* **Given instruction 1**:
Answer these questions using the forum thread about red tegu hatchlings:
(a) According to VARNYARD, how old were the reds in the pictures?
(b) What does VARNYARD say about availability of the reds?
(c) Which kind of tegu does ZEKE say he does not like?
* **Given instruction 2**: From the forum thread about red tegu hatchlings, copy word for word the passage from "OMG, I can't" to "my red tegu!!!".

* **Document**:
# Here is some of my red babies!!



## VARNYARD (Oct 19, 2007)

Here is some of my red babies!!


----------



## PuffDragon (Nov 12, 2007)

awesome...are the first three pictures the same hatchling? Cause I really like the second pic if they aren't.


----------



## Kool-Aid (Mar 20, 2008)

OMG, I can't wait!!!!!!!!!!!!!!!!!!!!!!!!!!!!!!!!!!!!!!!!!!!!!!!!!


----------



## WhiskeyTango (Mar 20, 2008)

Very nice!

im counting down the days for my red tegu!!!


----------



## DZLife (Mar 20, 2008)

I keep on having to start my counting over because I have no idea when my 'gu will be coming. -.-


----------



## VARNYARD (Mar 20, 2008)

These are all pictures of reds right out of the egg, they are not even one day old in the pictures.


----------



## ColdThirst (Mar 20, 2008)

Their so tiny, but at the same time big form coming straight out of the egg.


----------



## gebris353 (Mar 20, 2008)

ColdThirst said:


> Their so tiny, but at the same time big form coming straight out of the egg.



Yeah, you just cant believe all that lizard came out from such a little egg! These kind of pics are the ones you never get bored of watching! :mrgreen:


----------



## Mike (Mar 20, 2008)

They're gorgeous, now I want a red too.


----------



## angelrose (Mar 20, 2008)

the reds look so exotic  I am moving everybody around. do you still have reds available


----------



## VARNYARD (Mar 20, 2008)

I have a few spots open on the reds, but only a few.


----------



## ZEKE (Mar 21, 2008)

woah nice!! i wish i could get one  right now i would be happy with any kind of tegu accept a blue. i dont like blues.


maybe in a few years


----------

* **Data entries**:
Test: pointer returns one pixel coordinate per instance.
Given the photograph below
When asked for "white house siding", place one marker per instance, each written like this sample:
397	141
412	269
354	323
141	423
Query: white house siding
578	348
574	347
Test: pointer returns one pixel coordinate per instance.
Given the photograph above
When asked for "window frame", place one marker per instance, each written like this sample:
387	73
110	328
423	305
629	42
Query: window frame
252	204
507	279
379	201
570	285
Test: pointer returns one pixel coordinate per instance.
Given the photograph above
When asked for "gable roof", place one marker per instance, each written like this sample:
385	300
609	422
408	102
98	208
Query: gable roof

* **Worked answer 1**:
(a) They were right out of the egg, not even one day old.
(b) He has a few spots open on the reds, but only a few.
(c) Blues.

* **Worked answer 2**:
OMG, I can't wait!!!!!!!!!!!!!!!!!!!!!!!!!!!!!!!!!!!!!!!!!!!!!!!!!


----------



## WhiskeyTango (Mar 20, 2008)

Very nice!

im counting down the days for my red tegu!!!